# Exercise data:
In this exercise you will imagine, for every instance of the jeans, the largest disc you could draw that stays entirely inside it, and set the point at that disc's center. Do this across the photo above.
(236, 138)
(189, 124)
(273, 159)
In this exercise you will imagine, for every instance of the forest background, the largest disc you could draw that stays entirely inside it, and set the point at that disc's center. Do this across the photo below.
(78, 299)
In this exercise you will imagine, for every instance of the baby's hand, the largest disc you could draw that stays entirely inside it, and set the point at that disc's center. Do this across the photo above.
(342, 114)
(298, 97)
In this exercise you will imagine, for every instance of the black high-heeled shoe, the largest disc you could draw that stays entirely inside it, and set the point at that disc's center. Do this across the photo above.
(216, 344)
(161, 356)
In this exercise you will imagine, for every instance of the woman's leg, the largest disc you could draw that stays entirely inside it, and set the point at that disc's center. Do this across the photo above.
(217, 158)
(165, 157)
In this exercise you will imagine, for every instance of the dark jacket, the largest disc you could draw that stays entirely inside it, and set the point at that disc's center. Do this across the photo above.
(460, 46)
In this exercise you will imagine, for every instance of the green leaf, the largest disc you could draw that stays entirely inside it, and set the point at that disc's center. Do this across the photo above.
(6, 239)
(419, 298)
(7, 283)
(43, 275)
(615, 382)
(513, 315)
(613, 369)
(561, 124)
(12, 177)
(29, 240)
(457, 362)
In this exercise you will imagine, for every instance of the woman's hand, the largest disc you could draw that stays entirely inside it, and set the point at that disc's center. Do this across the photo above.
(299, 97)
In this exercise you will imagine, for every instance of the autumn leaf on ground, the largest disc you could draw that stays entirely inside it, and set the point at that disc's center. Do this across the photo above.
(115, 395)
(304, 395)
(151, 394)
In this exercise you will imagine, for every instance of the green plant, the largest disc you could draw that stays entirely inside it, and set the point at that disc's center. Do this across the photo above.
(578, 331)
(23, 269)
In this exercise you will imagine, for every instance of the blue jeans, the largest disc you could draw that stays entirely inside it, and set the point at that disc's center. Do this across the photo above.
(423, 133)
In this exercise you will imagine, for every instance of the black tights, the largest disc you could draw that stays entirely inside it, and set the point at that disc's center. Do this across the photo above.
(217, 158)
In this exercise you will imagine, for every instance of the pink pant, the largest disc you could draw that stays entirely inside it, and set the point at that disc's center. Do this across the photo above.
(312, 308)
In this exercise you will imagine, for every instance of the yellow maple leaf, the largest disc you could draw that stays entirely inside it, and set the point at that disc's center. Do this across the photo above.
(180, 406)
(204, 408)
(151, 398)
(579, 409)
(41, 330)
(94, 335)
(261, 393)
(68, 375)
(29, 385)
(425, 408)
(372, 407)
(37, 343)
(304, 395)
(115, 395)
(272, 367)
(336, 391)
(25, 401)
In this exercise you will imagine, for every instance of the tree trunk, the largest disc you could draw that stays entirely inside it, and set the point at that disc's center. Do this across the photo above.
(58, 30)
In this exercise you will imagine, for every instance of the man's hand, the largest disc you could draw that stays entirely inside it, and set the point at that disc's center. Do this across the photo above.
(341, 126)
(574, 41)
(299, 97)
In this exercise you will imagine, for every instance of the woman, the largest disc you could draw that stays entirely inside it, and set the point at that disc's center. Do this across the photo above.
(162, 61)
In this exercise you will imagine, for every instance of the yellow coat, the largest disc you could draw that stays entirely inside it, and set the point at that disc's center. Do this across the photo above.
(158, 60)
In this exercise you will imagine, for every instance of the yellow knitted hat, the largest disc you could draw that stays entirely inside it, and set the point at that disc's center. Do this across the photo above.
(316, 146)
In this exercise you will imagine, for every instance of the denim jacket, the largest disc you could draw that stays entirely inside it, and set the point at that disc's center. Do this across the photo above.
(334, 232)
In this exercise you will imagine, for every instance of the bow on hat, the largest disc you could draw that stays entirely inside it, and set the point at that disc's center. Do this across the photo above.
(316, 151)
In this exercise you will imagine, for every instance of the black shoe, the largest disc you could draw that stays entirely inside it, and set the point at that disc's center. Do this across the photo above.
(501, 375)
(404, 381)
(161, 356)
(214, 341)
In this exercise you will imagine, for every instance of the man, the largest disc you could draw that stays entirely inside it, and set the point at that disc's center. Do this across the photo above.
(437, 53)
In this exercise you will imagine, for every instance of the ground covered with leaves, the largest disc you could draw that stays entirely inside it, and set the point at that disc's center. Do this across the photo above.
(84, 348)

# Your instructions:
Transcribe the full listing, word for word.

# Solution for this problem:
In this exercise you will imagine, for every instance of the jeans, the largest disc you could draw that stays entirely inside it, and set the point at that disc's center. Do this across the photo above.
(236, 138)
(189, 124)
(273, 159)
In this exercise you will imagine, for every instance of the forest background, the largest disc you could draw that stays entirely inside it, and set the point at that disc's center. Do this across the photo below.
(78, 299)
In this exercise you will imagine, for every instance of the baby's hand, the largest disc you could draw that stays entirely inside it, and set the point at that disc's center. Do this across the photo above.
(342, 114)
(298, 97)
In this exercise you will imagine, for every instance of the black high-heeled shoe, the largest disc you could draw that stays entirely inside it, and set the point at that disc's center. Do this across the photo above.
(216, 344)
(161, 356)
In this exercise you will imagine, for every instance of the woman's leg, the largest disc you could draw that stays entirely inside it, and set the point at that disc's center. Do this across the photo above.
(217, 158)
(165, 157)
In this exercise you will imagine, for every instance of the dark jacket, the largest disc you could draw that stays entirely inside it, and set the point at that disc's center. Do this across the photo above.
(460, 46)
In this exercise you will imagine, for every instance of the green leaf, the largest disc you could draw that stays entirely inside it, and set the point at that disc's center. Do this across the photo above.
(6, 239)
(419, 298)
(7, 283)
(43, 275)
(615, 382)
(513, 315)
(613, 369)
(561, 124)
(12, 177)
(29, 240)
(457, 362)
In this exercise you will imagine, for every instance of the woman's hand, the largest disc you could draw that stays entirely inside it, and set the point at that disc's center. Do this across the photo above.
(299, 97)
In this exercise you will imagine, for every instance of the autumn leaf on ground, the largest disc you could draw that stays entirely inside it, and set the point at that disc's center. Do this across the photo above.
(115, 395)
(304, 395)
(151, 394)
In this exercise you will imagine, for every instance of the green plant, the largest disc you could draw that stays entirely inside it, and set the point at that disc's center. Do this across the photo above.
(578, 331)
(23, 269)
In this exercise you will imagine, for every instance of the blue jeans, the largest disc you could draw that stays entirely inside it, and set the point at that disc's center. Do this across the photo above.
(423, 133)
In this exercise you will imagine, for every instance of the black tights, the largest disc you could draw that stays entirely inside it, and set the point at that disc's center. Do this across the photo above.
(217, 158)
In this exercise you will imagine, for every instance of the pink pant, the largest disc you could draw that stays entirely inside it, and set the point at that disc's center. Do this across the photo above.
(312, 308)
In this exercise you will imagine, for every instance of the yellow maple leaf, the largest disc you could draw that stays entirely inside it, and set the point at that disc's center. Do this across the photo above.
(180, 406)
(204, 408)
(151, 398)
(579, 409)
(41, 330)
(94, 335)
(261, 393)
(68, 375)
(29, 385)
(425, 408)
(372, 407)
(37, 343)
(304, 395)
(115, 395)
(272, 367)
(336, 391)
(25, 401)
In this exercise you will imagine, for every instance of the tree trunk, the largest disc you could draw that stays entirely inside it, and set the point at that disc's center. Do this across the photo above.
(58, 30)
In this exercise you will imagine, for every instance of the man's hand, the largest disc you could draw that stays entirely inside it, and set the point at that disc's center. Do this across the photo above.
(341, 126)
(574, 41)
(299, 97)
In this exercise you will imagine, for every instance of the woman, the largest disc you could draw that stays entirely inside it, and set the point at that disc's center. Do this across the photo above.
(162, 61)
In this exercise you will imagine, for every instance of the yellow coat, the largest disc you could draw that stays entirely inside it, and set the point at that disc's center. Do this across the photo above.
(158, 60)
In this exercise you will imagine, for every instance of the yellow knitted hat, the largest disc you could draw that stays entirely inside it, and set the point at that disc's center. Do this across the photo above.
(316, 146)
In this exercise you will imagine, for every instance of the denim jacket, the largest disc you could draw that stays entirely inside it, and set the point at that disc's center. Do this across the photo above.
(334, 232)
In this exercise you will imagine, for every instance of the bow on hat, the largest disc you could draw that stays entirely inside it, and set the point at that disc's center. Do this across the photo above.
(316, 151)
In this exercise you will imagine, for every instance of the black shoe, the largest disc you could draw that stays entirely inside it, and set the point at that disc's center. Do this across the photo above.
(501, 375)
(404, 381)
(161, 356)
(214, 341)
In this exercise you will imagine, for every instance of the man, the largest disc you could draw that stays entirely inside it, and set the point at that disc's center. Do this across the photo above.
(437, 53)
In this exercise you will imagine, for every instance of the ground covered with leaves, the largest disc you could draw that stays entirely inside it, and set the point at that disc's center. Do this across the photo above.
(84, 348)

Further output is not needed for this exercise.